Please copy the data below line for line, without changing a character, and omit the pictures.

#### Data shown:

☆ ☆ ☆ ☆ ☆ ☆ ☆

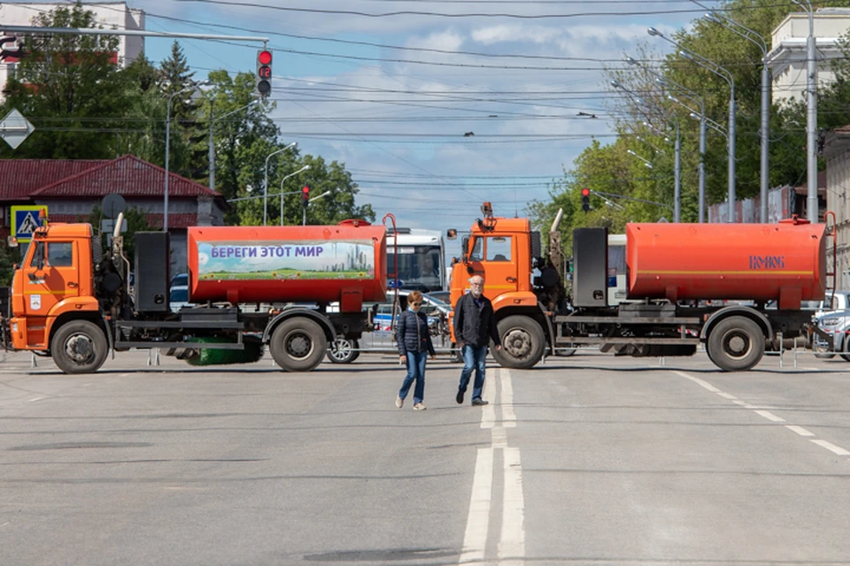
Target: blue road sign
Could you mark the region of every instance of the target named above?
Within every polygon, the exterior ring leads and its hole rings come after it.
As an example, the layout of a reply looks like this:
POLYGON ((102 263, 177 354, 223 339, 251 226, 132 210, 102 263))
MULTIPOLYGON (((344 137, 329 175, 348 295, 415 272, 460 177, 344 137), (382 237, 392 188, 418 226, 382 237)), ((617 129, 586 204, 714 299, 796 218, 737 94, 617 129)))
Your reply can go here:
POLYGON ((18 241, 29 241, 33 238, 33 233, 38 228, 38 213, 44 210, 47 212, 47 205, 26 205, 12 207, 12 235, 18 239, 18 241))

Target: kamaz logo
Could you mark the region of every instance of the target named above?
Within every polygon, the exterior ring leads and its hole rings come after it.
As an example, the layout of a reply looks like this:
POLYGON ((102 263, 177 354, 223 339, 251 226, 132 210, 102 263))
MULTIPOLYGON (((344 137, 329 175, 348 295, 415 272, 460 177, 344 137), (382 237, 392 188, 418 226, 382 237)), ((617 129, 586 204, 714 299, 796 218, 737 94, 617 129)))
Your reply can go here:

☆ ☆ ☆ ☆ ☆ ☆ ☆

#### Written answer:
Target: blue road sign
Could you mark the region of every instance of the target named above?
Within every polygon, the exterior ring leads and its hole rings come after it.
As an example, the layout of a reply looks like this:
POLYGON ((102 263, 177 354, 223 339, 251 226, 132 210, 102 263))
MULTIPOLYGON (((344 137, 329 175, 348 295, 415 272, 460 177, 344 137), (382 237, 392 188, 418 226, 382 237)), ((617 129, 586 204, 714 299, 796 218, 737 94, 617 129)))
Your reply can go here:
POLYGON ((18 241, 29 241, 33 238, 33 233, 38 228, 38 213, 44 210, 47 212, 47 205, 26 205, 12 207, 12 235, 18 239, 18 241))

Target: kamaz logo
Could you mark the region of every instance of the target named above?
Within every polygon, the exterior ring leads and its hole rings come after it.
As an example, the layout of a reply looks like this:
POLYGON ((102 263, 177 354, 223 339, 251 226, 132 210, 102 263))
MULTIPOLYGON (((344 137, 329 175, 348 295, 415 272, 460 177, 344 137), (382 237, 392 188, 418 226, 382 237)), ((617 129, 586 204, 714 299, 796 218, 737 94, 617 129)))
Your reply can go here:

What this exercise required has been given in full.